§ Listed entries:
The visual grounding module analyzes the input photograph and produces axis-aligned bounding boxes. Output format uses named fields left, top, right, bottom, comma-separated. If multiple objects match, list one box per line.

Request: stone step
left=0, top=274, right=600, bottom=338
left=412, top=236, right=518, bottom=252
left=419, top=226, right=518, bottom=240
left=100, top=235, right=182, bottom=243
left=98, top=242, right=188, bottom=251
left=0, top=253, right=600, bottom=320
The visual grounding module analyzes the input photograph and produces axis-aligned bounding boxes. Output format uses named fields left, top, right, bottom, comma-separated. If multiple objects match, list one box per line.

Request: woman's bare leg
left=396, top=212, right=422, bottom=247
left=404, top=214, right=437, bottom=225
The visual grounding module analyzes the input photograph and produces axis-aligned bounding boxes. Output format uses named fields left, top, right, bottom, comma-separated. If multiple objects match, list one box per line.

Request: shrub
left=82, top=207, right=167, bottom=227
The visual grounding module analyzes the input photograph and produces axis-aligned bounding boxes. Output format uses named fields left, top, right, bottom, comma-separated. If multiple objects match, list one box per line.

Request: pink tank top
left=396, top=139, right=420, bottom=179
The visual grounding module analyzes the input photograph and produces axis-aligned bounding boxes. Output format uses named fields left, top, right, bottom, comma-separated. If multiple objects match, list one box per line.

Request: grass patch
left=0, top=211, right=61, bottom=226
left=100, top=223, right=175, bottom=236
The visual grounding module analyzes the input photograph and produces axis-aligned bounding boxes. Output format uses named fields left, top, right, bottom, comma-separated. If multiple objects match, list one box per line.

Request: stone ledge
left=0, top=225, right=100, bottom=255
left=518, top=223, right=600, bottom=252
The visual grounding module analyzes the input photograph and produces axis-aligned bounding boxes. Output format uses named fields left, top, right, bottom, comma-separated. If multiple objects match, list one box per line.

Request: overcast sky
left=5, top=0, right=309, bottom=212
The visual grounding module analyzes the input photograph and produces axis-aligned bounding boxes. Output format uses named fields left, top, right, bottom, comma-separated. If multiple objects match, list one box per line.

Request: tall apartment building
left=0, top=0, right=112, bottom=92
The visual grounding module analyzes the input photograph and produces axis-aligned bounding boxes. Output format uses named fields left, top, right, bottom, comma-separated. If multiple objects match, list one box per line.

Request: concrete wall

§ Your task: Reproduce all of the rows above verbatim, line for line.

§ Answer in full:
The visual grounding module analyzes the input photograph and produces axis-aligned bounding boxes. Output format uses named fields left, top, right, bottom, comma-separated. If multiple objects match, list one box per line.

Request: stone step
left=0, top=274, right=600, bottom=338
left=412, top=236, right=518, bottom=252
left=419, top=226, right=518, bottom=240
left=100, top=235, right=182, bottom=243
left=98, top=242, right=188, bottom=251
left=0, top=253, right=600, bottom=320
The visual grounding module analyzes the input photograph and produces axis-aligned bounding boxes. Output format uses named fields left, top, right, bottom, comma-separated. If multiple objects match, list one box per line.

Request: woman's bare leg
left=396, top=212, right=422, bottom=247
left=404, top=214, right=437, bottom=225
The visual grounding module analyzes the input photograph and produces axis-aligned bounding boxes. Output format uses named fields left, top, right, bottom, comma-separated. If multiple objects match, list one box per line.

Request: shrub
left=82, top=207, right=167, bottom=227
The visual grounding module analyzes the input photograph and produces axis-aligned bounding boxes. Output format uses named fields left, top, right, bottom, comma-separated. If multiple objects match, list one box per line.

Request: pink tank top
left=396, top=139, right=420, bottom=179
The visual grounding module analyzes the input photograph and produces axis-aligned bounding boxes. Output format uses named fields left, top, right, bottom, comma-separated. If multiple objects match, list one box per line.

Request: grass patch
left=0, top=211, right=61, bottom=226
left=100, top=223, right=175, bottom=236
The visual grounding module analyzes the input photograph and produces axis-aligned bounding boxes. Output format uses named fields left, top, right, bottom, comma-separated. If multiple objects match, list one box per line.

Request: stone ledge
left=0, top=225, right=100, bottom=255
left=518, top=223, right=600, bottom=252
The visual grounding module analyzes the input photograph and produces axis-aligned bounding boxes. Output format uses named fields left, top, right, bottom, comma-separated. If multiple objects match, list one box per line.

Request: overcast sky
left=5, top=0, right=309, bottom=212
The visual grounding module analyzes the input photograph and produces axis-aligned bounding boxes. Output format uses named fields left, top, right, bottom, comma-separated. If multiple objects match, list one box per line.

Request: tall apartment building
left=0, top=0, right=112, bottom=92
The visual grounding module analyzes the input photograph and produces axis-aligned bounding boxes. Output format uses named fields left, top, right, bottom, comma-separated. If multiple objects match, list one box per line.

Request: concrete wall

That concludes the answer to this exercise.